WHAT YOU HAVE TO DO:
Copy each of the entries below word for word, one line at a time.

-=-=-

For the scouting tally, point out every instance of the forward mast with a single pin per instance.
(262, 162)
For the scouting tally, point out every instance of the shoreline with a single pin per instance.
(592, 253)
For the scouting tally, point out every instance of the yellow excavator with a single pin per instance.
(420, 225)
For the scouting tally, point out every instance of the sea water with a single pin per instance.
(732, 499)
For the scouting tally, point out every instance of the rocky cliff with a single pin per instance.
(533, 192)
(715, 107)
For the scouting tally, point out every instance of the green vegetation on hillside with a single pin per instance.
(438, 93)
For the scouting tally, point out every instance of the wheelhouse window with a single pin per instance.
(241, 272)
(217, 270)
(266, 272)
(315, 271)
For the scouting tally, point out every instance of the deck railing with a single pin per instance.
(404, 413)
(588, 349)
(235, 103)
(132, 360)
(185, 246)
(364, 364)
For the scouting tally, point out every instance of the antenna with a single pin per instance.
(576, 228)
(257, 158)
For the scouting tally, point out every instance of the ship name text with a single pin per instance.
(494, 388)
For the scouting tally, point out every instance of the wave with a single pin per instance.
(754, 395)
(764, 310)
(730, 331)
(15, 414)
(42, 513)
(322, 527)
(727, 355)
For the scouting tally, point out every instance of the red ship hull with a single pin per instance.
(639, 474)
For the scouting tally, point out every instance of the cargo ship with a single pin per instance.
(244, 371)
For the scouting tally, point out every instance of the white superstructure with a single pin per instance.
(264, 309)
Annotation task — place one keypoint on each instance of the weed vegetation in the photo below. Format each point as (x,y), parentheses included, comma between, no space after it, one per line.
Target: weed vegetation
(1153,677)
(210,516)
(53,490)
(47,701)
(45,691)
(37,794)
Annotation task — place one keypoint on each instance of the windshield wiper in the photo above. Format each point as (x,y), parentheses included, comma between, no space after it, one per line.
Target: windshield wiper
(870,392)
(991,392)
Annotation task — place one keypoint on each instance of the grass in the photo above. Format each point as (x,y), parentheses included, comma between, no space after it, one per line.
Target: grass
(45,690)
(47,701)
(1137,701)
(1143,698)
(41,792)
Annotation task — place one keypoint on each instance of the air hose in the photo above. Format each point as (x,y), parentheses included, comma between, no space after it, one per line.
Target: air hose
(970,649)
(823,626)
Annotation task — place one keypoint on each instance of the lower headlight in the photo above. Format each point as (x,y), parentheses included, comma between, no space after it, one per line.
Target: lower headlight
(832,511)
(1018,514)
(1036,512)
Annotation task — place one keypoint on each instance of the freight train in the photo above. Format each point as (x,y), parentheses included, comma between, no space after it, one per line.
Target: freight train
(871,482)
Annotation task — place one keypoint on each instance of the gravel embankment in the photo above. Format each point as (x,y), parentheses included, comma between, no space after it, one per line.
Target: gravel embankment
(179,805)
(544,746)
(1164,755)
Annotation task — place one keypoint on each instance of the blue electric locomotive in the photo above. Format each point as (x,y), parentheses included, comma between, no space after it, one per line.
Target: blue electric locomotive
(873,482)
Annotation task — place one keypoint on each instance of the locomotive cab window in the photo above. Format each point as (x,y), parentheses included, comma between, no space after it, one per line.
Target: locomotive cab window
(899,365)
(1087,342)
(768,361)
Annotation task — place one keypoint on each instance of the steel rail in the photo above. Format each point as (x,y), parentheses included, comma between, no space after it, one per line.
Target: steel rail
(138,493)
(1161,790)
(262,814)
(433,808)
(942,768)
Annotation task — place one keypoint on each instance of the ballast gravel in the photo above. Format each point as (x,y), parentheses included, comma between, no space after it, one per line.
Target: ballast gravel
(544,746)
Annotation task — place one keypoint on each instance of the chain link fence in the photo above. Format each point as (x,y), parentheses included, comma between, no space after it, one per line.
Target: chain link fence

-=-=-

THE RESPONSE:
For the scouting tally, point out every instance of the forward mast with a single pin per instance.
(262, 162)
For the scouting tally, point out every instance of the shoreline with a single pin per instance.
(592, 253)
For the scouting tally, point out every instance of the yellow excavator with a single pin per instance.
(420, 225)
For the scouting tally, point out every instance of the sea water with a single pin per instance.
(732, 499)
For the scouting tally, point out every instance of the rocky cliff with a single pin per instance.
(533, 192)
(715, 107)
For the scouting tally, point out every instance of the green vegetation on hillside with a single pin per instance.
(438, 93)
For the scouting tally, point out every instance of the wheelhouse window with a single pin per instance.
(241, 272)
(217, 270)
(266, 272)
(315, 271)
For the scouting tally, point out every instance of the deck railing with a single pin per instance.
(404, 413)
(588, 349)
(235, 103)
(132, 360)
(185, 246)
(364, 364)
For the scouting tally, point out every instance of the antenna with a single pin per instance.
(576, 228)
(257, 158)
For the scouting tally, point out every instance of the ship name text with a single pin per instance.
(494, 388)
For the scouting tally, point out every instance of the wave with a single pin per instance.
(754, 395)
(764, 310)
(730, 331)
(15, 414)
(42, 513)
(322, 527)
(727, 355)
For the scouting tally, point out every instance of the red ship hull with a single pin per instance.
(639, 474)
For the scouting tally, point out every instance of the cargo ship with a single pin per instance.
(244, 371)
For the scouting tally, point out every instance of the white superstructure with a single pin per instance.
(264, 309)
Annotation task — place one keypoint on each instance of the weed vegetation in the photo below. Format each point as (x,y), parentheses included, comma between, no space after it, one per line.
Target: weed vegetation
(1153,677)
(210,516)
(53,490)
(47,701)
(45,691)
(37,794)
Annotation task — place one keypoint on each instance of the windshield wiper in the photo above. Format each point as (x,y), parentheses included, comma between, no space after it, one per line.
Target: windshield wiper
(870,392)
(991,392)
Annotation task — place one keypoint on each instance of the grass in the photo above. Format each point as (x,y), parentheses included, comma between, no space after it, one per line.
Target: grass
(45,690)
(47,701)
(1137,701)
(1143,698)
(41,792)
Annotation task — place one keypoint on each instance of the air hose in the photo above. Format each point as (x,y), parentheses included, comma between, no space after it, one per line.
Target: air hose
(970,649)
(823,626)
Annotation task — place one keypoint on each instance of the lower headlight in the photo above. Format each point as (x,y), parentheses included, comma between, no space after it, one per line.
Target: lower headlight
(832,511)
(1018,514)
(1036,512)
Annotation task — place one keypoint on each instance of the freight train in the photo above. Format each point as (x,y), parentheses included, comma between, no space after it, one per line.
Target: freight train
(871,482)
Annotation task — place one keypoint on each instance of the gravel embankment in the photo above. Format each point as (x,y), parentheses included, comma between, no space after it, one per line.
Target: gravel embankment
(179,805)
(544,746)
(1164,755)
Annotation task — place one keypoint on each instance of the blue electric locomotive in the photo above. Format each point as (x,y), parentheses included, comma between, no space after it, one per line.
Target: blue electric locomotive
(873,482)
Annotation task — place one keypoint on each instance of the locomotive cab window in the photo above. Format each point as (x,y), parentheses included, comma between, no space after it, one per line.
Target: locomotive cab window
(899,365)
(1087,342)
(768,361)
Annotation task — place one keypoint on each instance of the steel rail in the photo above. Format each point as (x,y), parentheses included, comma between, no space after it, one per line.
Target: steel rail
(138,493)
(1161,790)
(262,814)
(433,808)
(942,768)
Annotation task — place one keypoint on each instance of the ballast gravel in the photo above. Format each point as (x,y), parentheses included, comma between, no space after it, one per line.
Target: ballast gravel
(544,746)
Annotation task — place one keypoint on each instance of the chain link fence in the photo above. Format each point as (x,y), parentheses included, comma between, no space after it, one per line.
Target: chain link fence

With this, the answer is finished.